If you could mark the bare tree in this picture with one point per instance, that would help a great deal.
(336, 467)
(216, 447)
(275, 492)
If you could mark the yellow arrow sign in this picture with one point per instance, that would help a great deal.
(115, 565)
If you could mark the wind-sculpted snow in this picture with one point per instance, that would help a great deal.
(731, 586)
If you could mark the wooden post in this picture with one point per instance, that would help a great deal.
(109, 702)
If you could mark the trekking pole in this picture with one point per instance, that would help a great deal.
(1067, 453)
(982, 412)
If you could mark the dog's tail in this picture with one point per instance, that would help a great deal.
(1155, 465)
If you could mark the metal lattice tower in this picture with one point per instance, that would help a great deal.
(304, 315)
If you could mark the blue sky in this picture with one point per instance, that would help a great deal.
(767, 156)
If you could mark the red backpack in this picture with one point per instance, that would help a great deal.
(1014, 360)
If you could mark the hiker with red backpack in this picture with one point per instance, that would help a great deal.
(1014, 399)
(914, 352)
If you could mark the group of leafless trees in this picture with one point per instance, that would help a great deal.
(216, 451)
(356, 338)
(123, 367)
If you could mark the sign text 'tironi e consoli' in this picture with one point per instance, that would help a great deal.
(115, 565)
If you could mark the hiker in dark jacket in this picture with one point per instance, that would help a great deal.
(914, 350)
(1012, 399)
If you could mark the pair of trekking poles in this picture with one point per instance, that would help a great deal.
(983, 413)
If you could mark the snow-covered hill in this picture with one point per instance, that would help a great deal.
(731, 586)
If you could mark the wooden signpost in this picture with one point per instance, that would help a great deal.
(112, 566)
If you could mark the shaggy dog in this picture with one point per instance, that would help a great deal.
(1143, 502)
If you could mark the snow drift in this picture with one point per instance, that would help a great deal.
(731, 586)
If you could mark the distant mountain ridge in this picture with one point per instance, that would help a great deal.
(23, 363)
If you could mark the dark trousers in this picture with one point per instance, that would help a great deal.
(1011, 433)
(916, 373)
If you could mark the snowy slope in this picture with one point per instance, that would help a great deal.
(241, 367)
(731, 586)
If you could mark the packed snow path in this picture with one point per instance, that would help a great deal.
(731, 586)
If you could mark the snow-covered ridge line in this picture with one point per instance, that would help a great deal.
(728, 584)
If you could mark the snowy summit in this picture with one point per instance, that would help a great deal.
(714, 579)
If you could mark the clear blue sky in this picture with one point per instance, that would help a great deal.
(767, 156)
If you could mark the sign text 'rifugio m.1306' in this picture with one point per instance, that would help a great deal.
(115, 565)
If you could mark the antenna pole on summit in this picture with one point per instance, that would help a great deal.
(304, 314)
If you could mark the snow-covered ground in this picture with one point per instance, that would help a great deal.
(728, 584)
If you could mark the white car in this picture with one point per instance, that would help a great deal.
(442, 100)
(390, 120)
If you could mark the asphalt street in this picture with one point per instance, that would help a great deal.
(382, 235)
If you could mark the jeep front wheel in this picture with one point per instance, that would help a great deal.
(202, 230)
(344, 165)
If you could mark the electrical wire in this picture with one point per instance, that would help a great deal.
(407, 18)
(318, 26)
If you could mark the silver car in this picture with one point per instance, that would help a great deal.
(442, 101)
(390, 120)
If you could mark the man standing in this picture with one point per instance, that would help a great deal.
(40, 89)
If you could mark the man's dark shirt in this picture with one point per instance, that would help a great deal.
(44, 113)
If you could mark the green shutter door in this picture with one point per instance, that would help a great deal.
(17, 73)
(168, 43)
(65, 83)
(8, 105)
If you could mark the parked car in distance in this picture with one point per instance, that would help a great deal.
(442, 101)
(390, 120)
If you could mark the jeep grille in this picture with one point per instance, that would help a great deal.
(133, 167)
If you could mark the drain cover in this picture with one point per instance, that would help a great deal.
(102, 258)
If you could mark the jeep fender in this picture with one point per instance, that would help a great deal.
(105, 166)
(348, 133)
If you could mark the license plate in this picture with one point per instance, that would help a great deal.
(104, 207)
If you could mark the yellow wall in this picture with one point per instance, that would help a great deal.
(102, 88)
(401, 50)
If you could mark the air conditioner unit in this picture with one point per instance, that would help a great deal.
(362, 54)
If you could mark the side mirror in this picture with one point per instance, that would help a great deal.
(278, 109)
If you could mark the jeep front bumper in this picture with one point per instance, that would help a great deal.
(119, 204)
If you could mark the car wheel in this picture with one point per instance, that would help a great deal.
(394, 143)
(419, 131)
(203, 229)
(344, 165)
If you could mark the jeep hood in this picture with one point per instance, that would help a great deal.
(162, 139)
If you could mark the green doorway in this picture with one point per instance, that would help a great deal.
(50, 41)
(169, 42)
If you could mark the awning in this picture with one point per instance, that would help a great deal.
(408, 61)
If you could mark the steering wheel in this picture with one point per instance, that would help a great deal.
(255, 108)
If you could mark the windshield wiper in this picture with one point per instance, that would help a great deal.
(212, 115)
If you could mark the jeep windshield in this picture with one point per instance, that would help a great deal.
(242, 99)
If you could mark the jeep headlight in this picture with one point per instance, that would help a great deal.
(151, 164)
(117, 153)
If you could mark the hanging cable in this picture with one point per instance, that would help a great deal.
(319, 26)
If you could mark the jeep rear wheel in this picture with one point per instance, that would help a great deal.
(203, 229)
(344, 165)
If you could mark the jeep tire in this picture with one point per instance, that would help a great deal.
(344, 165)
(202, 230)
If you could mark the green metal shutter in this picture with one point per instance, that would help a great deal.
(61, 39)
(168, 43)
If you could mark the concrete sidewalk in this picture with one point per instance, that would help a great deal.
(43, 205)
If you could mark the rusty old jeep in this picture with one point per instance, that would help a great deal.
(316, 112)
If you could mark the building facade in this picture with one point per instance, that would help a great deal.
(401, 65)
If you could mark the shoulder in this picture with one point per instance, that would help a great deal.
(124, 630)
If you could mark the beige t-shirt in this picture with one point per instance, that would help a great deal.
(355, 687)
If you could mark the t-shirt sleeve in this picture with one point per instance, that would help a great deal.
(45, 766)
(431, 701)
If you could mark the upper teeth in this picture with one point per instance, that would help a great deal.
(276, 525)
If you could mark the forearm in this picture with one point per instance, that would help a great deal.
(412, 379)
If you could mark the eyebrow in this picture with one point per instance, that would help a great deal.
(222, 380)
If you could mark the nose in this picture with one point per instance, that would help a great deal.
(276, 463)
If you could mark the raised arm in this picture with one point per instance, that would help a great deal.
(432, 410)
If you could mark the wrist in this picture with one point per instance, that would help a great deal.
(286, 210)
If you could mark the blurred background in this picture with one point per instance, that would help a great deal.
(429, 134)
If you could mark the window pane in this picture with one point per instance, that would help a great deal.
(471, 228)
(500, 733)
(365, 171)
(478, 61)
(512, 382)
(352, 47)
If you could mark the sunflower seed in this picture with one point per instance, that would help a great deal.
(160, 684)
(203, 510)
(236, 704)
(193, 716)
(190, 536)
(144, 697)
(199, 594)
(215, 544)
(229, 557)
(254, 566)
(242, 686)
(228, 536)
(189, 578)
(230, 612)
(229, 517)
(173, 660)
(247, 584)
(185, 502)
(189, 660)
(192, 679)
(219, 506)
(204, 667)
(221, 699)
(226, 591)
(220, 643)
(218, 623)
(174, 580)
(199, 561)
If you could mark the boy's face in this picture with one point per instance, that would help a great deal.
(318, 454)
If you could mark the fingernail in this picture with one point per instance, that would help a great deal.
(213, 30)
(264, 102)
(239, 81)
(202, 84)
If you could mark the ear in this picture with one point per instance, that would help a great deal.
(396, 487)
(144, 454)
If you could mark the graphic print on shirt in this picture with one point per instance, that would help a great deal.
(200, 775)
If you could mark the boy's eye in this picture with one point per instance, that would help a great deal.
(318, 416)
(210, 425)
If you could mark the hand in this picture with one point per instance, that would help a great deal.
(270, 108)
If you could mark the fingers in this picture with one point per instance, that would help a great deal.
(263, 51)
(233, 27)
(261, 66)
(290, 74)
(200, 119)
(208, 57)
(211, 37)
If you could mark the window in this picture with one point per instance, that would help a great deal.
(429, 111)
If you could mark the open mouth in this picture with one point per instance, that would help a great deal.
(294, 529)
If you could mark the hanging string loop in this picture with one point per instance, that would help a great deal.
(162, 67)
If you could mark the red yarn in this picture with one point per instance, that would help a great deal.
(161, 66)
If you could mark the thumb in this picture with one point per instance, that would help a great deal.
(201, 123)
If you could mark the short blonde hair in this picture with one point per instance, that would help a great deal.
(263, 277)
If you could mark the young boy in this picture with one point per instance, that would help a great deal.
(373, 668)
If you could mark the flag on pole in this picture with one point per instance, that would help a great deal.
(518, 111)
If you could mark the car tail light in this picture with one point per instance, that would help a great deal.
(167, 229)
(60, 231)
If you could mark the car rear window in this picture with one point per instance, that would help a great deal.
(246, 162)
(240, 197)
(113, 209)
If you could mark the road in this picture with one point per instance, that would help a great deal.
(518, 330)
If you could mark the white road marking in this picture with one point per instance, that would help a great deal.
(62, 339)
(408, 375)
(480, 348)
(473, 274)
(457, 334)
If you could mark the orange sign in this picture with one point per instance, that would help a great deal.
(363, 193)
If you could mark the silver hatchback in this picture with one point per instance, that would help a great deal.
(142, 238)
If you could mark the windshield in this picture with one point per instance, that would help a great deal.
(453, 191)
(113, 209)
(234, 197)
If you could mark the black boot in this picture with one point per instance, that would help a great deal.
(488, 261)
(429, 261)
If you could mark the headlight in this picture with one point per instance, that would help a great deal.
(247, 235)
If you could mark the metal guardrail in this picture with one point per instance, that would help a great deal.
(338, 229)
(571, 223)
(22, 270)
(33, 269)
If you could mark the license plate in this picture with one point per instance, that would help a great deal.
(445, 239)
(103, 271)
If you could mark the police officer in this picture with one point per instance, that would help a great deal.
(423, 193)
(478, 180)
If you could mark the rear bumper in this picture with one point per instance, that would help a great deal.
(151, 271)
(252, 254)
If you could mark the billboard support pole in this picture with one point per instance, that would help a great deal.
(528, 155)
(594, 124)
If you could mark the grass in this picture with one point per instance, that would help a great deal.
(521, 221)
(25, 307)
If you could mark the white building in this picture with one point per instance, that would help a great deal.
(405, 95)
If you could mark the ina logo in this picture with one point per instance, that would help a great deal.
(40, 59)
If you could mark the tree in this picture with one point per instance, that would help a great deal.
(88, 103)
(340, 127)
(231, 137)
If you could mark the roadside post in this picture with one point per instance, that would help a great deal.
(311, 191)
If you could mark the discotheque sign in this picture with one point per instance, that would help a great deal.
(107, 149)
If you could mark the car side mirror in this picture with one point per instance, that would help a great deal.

= What this task involves =
Include both ends. Return the line holding "If you could mark the rear" and all lines after it in the records above, exactly as written.

= Expected answer =
If you could mark the rear bumper in this picture with one point per instance, that would help a great deal.
(151, 271)
(252, 254)
If you could mark the billboard support pole in this picture with one point per instance, that would help a great deal.
(528, 155)
(594, 124)
If you could mark the grass in this picture with one point per instance, that would help a great deal.
(521, 221)
(25, 307)
If you could mark the white building in this picture with one point per instance, that would help a great deal.
(405, 95)
If you could mark the ina logo in this picture with one point per instance, that would help a great deal.
(40, 59)
If you could mark the tree in this picture with one point per instance, that would help a great deal.
(88, 103)
(340, 127)
(231, 137)
If you could mark the roadside post in this picture with one point per instance, that would help a great deal.
(311, 191)
If you could mark the discotheque sign in this picture with one point per instance, that would help a great deal.
(107, 149)
If you could mark the car side mirror in this picture with one point per instance, that would help a great deal.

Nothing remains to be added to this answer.